_SHORT EXERCISE_
Copy the items from the line with "drainpipe**, that would help a great deal." to the line with "POLYGON ((374 302, 375", swapping "bush" for "hedge" and leaving everything else unchanged.

_GIVEN INFORMATION_
§
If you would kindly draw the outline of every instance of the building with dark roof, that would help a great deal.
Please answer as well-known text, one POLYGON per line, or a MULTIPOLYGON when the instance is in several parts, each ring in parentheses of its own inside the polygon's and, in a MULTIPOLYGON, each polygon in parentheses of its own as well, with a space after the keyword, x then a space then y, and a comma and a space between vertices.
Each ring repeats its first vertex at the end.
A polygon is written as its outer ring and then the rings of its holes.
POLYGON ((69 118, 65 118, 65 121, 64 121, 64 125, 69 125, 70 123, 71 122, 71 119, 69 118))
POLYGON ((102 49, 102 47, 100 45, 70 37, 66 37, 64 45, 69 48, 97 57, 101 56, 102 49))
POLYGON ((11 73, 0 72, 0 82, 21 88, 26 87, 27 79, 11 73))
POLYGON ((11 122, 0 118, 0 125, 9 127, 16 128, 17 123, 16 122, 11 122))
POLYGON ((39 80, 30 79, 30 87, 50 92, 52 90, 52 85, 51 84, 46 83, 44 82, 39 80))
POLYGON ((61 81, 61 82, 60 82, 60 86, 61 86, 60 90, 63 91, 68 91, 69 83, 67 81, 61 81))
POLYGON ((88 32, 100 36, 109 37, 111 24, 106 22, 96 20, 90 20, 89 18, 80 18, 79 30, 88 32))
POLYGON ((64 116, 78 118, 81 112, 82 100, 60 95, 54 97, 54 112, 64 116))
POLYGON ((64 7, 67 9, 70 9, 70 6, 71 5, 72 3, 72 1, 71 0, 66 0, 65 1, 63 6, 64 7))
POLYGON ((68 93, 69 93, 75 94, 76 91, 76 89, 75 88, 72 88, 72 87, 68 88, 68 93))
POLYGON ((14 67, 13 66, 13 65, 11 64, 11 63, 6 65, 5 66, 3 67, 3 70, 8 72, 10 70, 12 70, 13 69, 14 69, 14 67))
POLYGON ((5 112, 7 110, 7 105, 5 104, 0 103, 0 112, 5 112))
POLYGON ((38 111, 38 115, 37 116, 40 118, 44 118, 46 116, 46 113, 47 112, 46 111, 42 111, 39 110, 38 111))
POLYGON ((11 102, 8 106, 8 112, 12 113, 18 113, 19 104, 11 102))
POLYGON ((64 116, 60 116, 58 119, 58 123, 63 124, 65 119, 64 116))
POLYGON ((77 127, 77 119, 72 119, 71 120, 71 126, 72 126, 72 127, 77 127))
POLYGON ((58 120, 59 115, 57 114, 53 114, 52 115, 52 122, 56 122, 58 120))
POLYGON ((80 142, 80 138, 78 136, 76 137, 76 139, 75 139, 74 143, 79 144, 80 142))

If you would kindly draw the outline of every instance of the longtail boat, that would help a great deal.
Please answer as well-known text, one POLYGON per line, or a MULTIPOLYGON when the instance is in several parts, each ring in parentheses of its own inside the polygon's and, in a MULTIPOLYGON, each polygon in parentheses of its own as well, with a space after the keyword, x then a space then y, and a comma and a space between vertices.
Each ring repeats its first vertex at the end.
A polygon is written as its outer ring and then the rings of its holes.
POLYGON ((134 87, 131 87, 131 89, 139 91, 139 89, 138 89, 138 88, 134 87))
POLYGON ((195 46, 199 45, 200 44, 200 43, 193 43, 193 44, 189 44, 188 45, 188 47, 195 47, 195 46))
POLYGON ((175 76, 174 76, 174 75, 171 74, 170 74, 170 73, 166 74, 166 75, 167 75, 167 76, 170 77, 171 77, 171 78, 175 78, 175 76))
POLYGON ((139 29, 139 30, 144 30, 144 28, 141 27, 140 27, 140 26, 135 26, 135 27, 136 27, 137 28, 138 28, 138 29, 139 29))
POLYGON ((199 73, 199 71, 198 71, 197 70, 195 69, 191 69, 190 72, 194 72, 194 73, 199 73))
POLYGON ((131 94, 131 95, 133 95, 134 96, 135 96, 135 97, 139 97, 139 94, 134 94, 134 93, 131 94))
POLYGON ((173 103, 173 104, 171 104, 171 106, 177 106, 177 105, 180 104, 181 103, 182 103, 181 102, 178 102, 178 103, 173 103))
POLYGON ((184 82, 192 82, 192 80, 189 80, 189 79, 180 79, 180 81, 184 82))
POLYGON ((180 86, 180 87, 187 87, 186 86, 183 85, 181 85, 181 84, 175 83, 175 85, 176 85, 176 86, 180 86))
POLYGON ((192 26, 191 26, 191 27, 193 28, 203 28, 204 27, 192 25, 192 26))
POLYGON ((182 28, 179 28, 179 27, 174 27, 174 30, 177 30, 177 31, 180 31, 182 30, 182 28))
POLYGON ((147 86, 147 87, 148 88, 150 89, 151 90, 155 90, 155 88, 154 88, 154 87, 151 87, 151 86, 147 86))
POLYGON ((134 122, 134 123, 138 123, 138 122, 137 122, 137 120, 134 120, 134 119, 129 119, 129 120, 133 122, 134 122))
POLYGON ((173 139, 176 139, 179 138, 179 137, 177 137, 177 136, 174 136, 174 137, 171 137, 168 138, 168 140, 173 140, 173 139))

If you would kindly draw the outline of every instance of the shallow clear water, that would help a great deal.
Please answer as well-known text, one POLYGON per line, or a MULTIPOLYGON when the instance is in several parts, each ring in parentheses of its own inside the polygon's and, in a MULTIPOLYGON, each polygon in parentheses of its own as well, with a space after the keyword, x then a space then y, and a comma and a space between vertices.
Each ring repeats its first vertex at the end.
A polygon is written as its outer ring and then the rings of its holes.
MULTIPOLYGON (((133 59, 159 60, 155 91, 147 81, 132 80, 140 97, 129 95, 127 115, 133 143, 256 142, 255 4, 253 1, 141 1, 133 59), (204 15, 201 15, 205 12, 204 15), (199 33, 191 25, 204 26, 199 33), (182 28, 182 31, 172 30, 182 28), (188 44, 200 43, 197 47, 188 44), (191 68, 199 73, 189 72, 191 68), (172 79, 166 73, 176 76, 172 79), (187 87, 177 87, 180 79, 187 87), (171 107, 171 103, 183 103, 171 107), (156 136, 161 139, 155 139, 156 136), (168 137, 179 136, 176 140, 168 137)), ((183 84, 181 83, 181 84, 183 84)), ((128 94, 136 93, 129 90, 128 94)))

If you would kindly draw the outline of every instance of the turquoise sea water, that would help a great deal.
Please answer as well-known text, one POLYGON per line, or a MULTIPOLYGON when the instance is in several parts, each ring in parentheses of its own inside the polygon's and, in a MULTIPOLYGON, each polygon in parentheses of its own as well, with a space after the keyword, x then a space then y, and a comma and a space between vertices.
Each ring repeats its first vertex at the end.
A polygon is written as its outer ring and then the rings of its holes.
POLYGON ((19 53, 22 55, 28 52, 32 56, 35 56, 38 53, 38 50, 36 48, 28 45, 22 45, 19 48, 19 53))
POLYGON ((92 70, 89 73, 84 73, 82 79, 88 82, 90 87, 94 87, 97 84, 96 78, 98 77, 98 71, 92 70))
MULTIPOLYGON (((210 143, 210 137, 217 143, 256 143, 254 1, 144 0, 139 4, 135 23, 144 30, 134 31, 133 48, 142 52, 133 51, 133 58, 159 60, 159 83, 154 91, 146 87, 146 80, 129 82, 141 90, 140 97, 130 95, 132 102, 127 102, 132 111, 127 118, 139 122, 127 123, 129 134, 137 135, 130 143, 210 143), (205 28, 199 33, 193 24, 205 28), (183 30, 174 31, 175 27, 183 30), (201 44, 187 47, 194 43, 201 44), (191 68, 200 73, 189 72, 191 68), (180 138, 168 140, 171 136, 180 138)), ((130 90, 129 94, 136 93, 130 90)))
§
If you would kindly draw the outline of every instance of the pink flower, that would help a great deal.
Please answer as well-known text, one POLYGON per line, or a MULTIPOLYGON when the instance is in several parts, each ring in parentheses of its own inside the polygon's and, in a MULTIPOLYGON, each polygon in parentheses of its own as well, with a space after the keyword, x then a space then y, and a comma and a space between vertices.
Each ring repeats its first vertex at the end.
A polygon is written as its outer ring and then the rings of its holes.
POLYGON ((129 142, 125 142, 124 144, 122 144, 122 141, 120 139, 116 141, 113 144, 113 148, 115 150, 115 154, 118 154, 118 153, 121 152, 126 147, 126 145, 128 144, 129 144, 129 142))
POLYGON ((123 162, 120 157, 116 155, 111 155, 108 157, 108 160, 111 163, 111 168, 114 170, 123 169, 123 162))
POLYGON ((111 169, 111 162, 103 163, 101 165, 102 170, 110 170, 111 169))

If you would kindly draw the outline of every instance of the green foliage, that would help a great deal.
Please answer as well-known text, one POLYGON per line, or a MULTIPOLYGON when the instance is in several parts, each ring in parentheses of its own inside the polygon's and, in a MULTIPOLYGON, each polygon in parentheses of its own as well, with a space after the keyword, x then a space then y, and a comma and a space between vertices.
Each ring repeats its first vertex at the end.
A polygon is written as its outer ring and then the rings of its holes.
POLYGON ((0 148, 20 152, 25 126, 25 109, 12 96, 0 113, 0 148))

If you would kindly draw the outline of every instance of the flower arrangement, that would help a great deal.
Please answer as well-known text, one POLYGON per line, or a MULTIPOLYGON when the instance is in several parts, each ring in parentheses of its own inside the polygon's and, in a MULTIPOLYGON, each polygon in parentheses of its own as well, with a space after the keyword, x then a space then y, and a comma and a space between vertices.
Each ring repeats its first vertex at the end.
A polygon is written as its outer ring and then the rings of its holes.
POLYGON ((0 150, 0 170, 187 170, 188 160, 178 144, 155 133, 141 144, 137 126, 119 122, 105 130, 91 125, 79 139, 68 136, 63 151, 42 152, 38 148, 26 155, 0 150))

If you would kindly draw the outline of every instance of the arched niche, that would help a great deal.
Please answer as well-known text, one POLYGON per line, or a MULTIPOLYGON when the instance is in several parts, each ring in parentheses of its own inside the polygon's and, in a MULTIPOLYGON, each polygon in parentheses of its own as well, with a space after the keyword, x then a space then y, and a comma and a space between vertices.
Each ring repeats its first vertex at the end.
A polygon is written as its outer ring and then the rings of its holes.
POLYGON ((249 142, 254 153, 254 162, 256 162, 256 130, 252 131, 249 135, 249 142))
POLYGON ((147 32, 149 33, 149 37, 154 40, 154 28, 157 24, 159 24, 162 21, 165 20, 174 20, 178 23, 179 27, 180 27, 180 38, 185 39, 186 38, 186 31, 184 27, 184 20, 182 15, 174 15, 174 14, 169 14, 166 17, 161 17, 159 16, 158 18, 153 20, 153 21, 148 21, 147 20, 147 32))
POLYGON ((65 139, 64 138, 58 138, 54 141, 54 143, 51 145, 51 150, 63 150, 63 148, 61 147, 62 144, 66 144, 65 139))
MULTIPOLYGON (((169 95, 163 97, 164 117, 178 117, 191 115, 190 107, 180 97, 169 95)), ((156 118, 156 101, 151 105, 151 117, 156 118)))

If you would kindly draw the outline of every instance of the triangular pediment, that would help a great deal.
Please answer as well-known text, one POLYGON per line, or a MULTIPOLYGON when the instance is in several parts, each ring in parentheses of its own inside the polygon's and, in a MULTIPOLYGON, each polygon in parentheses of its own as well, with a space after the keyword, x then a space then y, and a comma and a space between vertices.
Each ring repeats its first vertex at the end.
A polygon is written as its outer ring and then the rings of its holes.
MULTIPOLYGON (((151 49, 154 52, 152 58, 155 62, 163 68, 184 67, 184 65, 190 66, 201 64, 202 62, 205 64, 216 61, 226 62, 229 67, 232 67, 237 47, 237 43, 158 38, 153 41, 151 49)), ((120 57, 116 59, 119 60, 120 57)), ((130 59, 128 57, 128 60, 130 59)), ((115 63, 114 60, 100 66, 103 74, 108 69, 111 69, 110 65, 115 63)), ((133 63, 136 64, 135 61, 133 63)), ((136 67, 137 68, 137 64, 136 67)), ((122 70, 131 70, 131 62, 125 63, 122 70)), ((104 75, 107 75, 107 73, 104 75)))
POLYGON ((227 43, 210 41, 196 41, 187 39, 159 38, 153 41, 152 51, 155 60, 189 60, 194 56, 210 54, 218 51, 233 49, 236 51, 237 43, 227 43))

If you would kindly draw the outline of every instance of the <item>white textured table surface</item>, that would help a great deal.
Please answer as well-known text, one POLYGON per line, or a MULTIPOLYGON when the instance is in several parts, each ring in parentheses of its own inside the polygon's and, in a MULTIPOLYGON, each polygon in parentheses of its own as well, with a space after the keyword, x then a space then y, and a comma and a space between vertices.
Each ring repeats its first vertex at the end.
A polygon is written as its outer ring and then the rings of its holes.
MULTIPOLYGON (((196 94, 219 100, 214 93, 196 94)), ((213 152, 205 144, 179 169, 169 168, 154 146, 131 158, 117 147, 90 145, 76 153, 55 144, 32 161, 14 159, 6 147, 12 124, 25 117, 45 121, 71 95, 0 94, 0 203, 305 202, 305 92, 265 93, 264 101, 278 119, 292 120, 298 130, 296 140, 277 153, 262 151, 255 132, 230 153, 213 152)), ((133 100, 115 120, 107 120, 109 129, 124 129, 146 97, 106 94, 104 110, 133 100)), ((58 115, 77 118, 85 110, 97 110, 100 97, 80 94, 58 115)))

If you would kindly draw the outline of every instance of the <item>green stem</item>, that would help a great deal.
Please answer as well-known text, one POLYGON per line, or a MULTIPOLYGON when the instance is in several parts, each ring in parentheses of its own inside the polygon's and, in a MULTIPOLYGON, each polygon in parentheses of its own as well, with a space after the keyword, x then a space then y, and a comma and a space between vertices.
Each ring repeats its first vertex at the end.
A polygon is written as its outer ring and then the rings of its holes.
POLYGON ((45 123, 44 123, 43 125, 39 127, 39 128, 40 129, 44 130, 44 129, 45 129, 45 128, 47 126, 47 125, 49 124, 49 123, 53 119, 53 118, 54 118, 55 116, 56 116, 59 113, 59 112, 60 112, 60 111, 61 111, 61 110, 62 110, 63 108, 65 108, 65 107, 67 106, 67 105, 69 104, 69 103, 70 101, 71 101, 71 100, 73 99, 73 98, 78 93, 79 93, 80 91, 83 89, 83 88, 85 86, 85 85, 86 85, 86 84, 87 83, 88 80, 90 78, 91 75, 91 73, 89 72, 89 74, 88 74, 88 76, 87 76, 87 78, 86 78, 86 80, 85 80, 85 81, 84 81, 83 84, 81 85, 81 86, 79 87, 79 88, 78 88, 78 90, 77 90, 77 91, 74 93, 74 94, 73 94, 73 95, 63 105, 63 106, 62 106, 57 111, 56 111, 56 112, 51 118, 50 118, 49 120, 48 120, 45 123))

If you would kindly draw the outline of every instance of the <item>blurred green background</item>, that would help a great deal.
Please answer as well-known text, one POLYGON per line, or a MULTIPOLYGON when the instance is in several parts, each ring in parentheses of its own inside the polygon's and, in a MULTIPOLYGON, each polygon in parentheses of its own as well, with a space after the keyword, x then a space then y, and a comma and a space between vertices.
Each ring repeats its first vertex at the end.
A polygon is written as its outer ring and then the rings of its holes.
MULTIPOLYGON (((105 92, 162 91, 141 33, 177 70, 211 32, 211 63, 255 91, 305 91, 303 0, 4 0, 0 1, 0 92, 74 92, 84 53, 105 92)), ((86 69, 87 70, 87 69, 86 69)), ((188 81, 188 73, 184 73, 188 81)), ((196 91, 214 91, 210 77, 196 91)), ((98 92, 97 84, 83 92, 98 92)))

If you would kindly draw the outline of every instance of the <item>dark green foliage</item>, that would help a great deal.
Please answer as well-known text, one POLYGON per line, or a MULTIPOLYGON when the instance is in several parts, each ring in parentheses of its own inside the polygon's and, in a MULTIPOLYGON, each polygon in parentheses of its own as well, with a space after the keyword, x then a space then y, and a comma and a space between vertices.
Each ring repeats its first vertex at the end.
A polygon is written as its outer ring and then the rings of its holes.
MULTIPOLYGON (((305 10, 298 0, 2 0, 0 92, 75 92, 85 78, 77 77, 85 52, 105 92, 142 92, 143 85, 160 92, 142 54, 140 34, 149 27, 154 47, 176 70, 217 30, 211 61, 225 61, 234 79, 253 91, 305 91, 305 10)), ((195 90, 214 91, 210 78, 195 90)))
§
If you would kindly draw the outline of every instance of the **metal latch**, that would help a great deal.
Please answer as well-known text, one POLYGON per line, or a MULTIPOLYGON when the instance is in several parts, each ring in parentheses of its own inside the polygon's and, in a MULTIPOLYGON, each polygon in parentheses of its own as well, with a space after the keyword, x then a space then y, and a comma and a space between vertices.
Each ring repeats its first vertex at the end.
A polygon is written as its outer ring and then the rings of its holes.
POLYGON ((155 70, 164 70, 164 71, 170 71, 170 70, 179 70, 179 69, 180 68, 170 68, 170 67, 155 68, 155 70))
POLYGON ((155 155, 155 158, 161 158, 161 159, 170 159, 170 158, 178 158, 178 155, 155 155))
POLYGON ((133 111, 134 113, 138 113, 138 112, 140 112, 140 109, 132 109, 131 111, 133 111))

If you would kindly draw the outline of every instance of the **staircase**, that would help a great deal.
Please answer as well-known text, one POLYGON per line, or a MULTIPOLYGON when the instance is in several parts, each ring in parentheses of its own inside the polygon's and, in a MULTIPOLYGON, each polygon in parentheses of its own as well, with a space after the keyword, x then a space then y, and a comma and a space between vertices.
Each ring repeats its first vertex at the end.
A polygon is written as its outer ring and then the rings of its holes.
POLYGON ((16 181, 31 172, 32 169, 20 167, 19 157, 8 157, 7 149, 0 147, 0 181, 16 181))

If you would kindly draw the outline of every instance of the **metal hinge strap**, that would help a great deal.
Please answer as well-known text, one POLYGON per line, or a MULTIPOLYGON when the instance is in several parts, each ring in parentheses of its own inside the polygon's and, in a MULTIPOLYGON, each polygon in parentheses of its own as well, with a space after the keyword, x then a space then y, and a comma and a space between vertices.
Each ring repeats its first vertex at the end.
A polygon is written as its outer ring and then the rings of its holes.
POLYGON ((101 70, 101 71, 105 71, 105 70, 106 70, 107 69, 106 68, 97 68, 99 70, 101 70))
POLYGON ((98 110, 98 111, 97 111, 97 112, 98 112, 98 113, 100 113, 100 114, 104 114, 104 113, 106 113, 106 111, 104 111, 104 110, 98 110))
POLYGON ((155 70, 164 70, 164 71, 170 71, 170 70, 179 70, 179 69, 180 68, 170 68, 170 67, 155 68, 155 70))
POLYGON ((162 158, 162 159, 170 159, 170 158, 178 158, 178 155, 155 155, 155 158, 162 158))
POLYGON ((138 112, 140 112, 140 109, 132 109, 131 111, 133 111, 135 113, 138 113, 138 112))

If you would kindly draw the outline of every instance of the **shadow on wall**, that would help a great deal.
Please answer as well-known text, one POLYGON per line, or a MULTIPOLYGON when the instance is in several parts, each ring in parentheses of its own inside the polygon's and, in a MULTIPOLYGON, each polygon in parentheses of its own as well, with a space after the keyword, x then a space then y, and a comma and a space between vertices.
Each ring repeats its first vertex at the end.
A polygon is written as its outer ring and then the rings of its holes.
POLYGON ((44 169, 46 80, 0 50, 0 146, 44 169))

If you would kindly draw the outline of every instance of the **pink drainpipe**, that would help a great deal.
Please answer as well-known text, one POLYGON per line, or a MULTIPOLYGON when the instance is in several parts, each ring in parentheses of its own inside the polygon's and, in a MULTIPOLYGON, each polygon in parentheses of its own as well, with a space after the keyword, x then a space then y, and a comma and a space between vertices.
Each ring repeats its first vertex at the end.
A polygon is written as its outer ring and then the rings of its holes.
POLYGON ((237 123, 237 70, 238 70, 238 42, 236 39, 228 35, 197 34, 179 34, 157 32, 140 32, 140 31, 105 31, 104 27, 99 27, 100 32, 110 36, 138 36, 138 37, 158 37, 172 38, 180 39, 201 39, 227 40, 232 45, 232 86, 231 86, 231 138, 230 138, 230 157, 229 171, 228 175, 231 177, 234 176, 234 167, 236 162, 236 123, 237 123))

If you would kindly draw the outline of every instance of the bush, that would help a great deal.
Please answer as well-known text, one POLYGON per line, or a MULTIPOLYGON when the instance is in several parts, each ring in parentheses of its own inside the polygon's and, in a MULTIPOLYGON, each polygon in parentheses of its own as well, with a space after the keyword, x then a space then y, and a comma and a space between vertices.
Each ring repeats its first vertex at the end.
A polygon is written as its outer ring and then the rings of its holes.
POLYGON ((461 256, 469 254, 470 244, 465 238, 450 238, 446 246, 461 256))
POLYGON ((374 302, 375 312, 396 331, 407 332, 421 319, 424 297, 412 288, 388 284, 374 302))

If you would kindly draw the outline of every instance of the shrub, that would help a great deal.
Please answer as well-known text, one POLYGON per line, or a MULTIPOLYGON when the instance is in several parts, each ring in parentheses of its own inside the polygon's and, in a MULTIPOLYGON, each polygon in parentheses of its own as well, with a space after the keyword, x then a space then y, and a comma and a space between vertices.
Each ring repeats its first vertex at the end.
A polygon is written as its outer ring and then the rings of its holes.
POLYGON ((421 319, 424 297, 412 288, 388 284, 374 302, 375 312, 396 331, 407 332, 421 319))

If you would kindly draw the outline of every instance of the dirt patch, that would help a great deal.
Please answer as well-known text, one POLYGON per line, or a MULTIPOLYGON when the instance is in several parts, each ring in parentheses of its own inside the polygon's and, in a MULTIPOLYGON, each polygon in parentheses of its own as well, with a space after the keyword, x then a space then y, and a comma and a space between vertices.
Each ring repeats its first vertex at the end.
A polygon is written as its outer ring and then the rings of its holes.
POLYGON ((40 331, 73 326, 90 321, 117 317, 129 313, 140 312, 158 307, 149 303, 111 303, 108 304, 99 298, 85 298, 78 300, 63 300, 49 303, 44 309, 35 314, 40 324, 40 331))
§
_SOLUTION TO THE EXERCISE_
If you would kindly draw the outline of every instance of the **pink drainpipe**, that would help a great deal.
Please answer as well-known text, one POLYGON per line, or a MULTIPOLYGON when the instance is in several parts, each ring in parentheses of its own inside the polygon's and, in a MULTIPOLYGON, each polygon in parentheses of its own as well, with a space after the keyword, x then a space then y, and a comma and a space between vertices.
Each ring repeats its first vertex at the end.
A polygon is written as its outer ring and then the rings of its holes.
POLYGON ((237 123, 237 70, 238 70, 238 42, 236 39, 228 35, 197 34, 179 34, 157 32, 140 32, 140 31, 105 31, 104 27, 99 27, 100 32, 110 36, 138 36, 138 37, 158 37, 172 38, 180 39, 201 39, 227 40, 232 45, 232 86, 231 86, 231 138, 230 138, 230 157, 229 171, 228 175, 231 177, 234 176, 234 167, 236 162, 236 123, 237 123))

If you would kindly draw the outline of every instance of the hedge, that would help a great deal.
Please answer as well-known text, one POLYGON per line, or a MULTIPOLYGON when the instance is in several parts, each ring in parentheses of its own inside the polygon's and, in a MULTIPOLYGON, each polygon in parentheses of its own as well, with a space after the keyword, x then a space then y, and a comma and a space between vertices.
Each ring repeats its first vertex at the end.
A polygon is written as its outer ring and then the rings of its holes.
POLYGON ((461 256, 469 254, 470 244, 465 238, 450 238, 446 246, 461 256))
POLYGON ((374 302, 375 312, 396 331, 407 332, 421 319, 424 297, 412 288, 388 284, 374 302))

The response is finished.